▶ **Entries pointing to labeled objects**:
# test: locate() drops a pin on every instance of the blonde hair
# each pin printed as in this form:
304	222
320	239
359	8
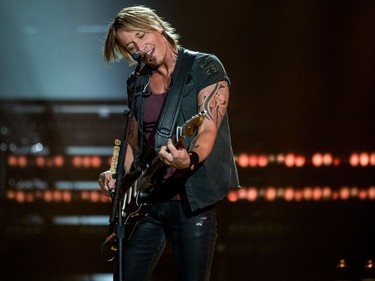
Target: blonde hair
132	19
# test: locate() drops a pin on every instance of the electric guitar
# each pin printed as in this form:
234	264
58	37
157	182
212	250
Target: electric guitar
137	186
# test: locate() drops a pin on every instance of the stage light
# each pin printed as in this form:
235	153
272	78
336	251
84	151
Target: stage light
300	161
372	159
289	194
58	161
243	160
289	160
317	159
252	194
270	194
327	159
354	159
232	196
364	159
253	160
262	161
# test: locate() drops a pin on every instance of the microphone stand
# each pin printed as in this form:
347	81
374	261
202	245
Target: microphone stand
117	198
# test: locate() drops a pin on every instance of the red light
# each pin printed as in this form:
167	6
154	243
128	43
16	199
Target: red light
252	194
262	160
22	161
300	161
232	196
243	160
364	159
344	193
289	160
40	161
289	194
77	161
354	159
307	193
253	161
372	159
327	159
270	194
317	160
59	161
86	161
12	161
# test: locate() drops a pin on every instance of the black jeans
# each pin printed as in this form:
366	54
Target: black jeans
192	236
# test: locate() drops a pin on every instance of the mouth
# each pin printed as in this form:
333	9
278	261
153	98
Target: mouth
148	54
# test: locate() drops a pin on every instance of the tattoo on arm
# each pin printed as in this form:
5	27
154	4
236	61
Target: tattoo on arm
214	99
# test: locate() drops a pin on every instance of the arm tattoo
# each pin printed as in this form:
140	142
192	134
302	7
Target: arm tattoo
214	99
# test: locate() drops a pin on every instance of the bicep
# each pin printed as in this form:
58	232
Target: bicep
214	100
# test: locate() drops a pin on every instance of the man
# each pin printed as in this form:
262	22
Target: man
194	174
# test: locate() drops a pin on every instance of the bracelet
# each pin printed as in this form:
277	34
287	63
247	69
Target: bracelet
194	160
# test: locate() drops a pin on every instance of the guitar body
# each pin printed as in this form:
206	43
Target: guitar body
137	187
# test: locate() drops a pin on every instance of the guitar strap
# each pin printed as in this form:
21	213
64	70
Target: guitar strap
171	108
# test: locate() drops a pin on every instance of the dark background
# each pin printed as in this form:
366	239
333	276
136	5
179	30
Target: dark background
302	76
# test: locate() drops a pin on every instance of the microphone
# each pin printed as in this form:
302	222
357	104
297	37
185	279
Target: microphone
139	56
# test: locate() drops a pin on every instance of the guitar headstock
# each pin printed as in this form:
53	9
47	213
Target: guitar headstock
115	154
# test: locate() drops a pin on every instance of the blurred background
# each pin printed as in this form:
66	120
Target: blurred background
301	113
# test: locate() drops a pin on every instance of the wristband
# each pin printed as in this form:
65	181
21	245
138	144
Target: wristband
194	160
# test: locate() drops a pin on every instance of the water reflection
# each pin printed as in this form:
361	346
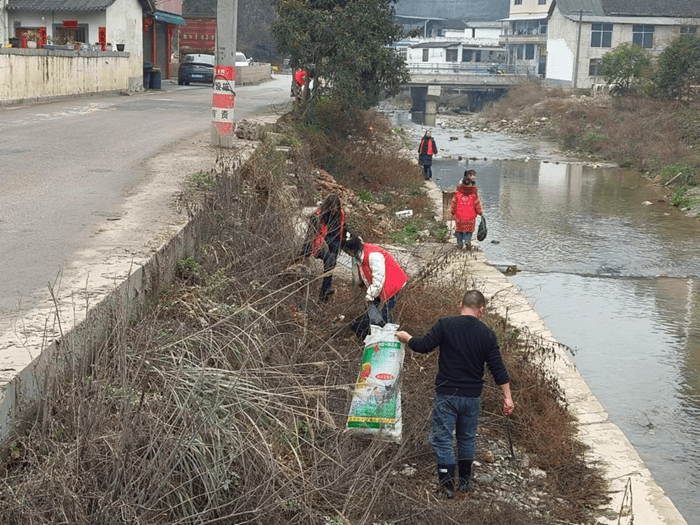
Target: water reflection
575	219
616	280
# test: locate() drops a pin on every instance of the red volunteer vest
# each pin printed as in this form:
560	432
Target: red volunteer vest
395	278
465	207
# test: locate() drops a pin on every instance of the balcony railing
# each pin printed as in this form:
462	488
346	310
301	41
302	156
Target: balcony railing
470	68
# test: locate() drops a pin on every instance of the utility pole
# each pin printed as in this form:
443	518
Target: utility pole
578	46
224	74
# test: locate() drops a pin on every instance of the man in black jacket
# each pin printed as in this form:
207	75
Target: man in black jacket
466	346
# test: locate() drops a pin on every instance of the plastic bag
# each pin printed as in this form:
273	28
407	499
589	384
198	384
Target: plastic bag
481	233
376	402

▶ **Exercise description**:
Update every one of the records above by replacing "drops a pin" with "places a marker" and keeping everything else the same. Leave the pictures out of your answer.

▶ **Written solution**:
# test: locate() places a marker on every instance of the blonde hair
# each pin printed as in this form:
304	222
320	239
359	8
Target: blonde hair
132	19
# test: locate() places a marker on every instance of the electric guitar
# each pin printed as in this form:
234	264
58	37
157	182
212	250
Target: electric guitar
137	186
# test: locate() places a marker on every instance of the stage light
# each pin printed as in this form:
235	153
272	78
336	251
84	151
Target: stage light
300	161
372	159
289	194
58	161
243	160
289	160
317	159
252	194
270	194
327	159
354	159
232	196
364	159
253	160
262	161
# test: locate() places a marker on every instance of the microphone stand
# each pin printed as in this form:
347	81
374	261
202	245
Target: microphone stand
117	198
# test: locate() places a marker on every instance of the red light
# each pin printed as in this form:
167	6
154	243
128	43
16	199
Target: red light
252	194
262	160
22	161
300	161
232	196
243	160
364	159
344	193
289	160
40	161
289	194
77	161
354	159
307	193
253	161
372	159
327	159
270	194
317	160
59	161
86	161
12	161
# test: locate() places a marker on every instance of the black jeans
# each pin printed as in this form:
366	54
Target: black jeans
192	236
# test: locate() places a marker on every instance of the mouth
# each pin printed as in this form:
333	9
278	261
153	98
Target: mouth
148	54
# test: locate() places a marker on every instance of the tattoo on arm
# each pin printed as in this form:
5	27
154	4
236	61
Target: tattoo on arm
214	99
# test: locate() places a marker on every instance of the arm tattoo
# each pin printed as in this form:
140	142
192	134
302	7
Target: arm tattoo
214	99
# test: locate() places a marker on every instance of the bicep
# each pin printed as in this form:
58	232
Target: bicep
214	100
# test: locate() places a marker on every instance of the man
# each pin printed as in this form:
262	22
Target: man
194	174
# test: locate() places a marker on every instance of the bracelet
# each pin printed as in this form:
277	34
287	63
247	69
Target: bracelet
194	160
# test: locate() places a marker on every instance of the guitar body
# each pin printed as in this form:
206	43
Target: guitar body
137	187
# test: locate() places a marker on every instance of the guitar strap
# each pin printed as in this form:
21	213
64	70
Target: guitar strap
171	108
# test: locate() places a marker on every instance of the dark background
# each pin printed as in this form:
366	239
333	276
136	5
179	30
Target: dark background
302	76
# test: locate() places a marker on every instance of the microphone
# each pin printed as in this form:
302	222
357	104
297	37
185	279
Target: microphone
139	56
# test: locate() places a marker on every instance of the guitar headstock
# each pin printed as in this form:
53	9
47	213
Target: guitar headstock
115	154
# test: locate() places a marker on every instance of the blurred background
# each pin printed as in this form:
66	120
Target: blurred background
301	113
# test: locate() places a marker on every instance of the wristband
# each pin printed as in this form:
65	181
21	245
138	144
Target: wristband
194	160
# test: locate() places a marker on every instance of the water reflection
# each pin printed as in this form:
361	346
Target: water reflection
575	219
616	280
# test: locate() places a marker on every instance of the red volunteer vest
# each pin printed as in this form:
560	432
Target: red volunteer vest
395	278
465	207
# test: locate() places a marker on every instance of the balcony railing
# each pin printed as in this form:
462	488
346	310
301	41
302	156
Target: balcony railing
470	68
# test: locate() places a marker on every instance of the utility pole
# each pin printed as in this form:
443	518
Target: utility pole
578	46
224	74
# test: locate() places a marker on every instance of the man in black jacket
# each pin printed as in this form:
207	75
Target: man in black jacket
466	346
# test: locate() places a marker on every instance of the plastic bag
# each pin printed as in this form:
273	28
407	499
589	384
198	384
Target: plastic bag
481	233
376	402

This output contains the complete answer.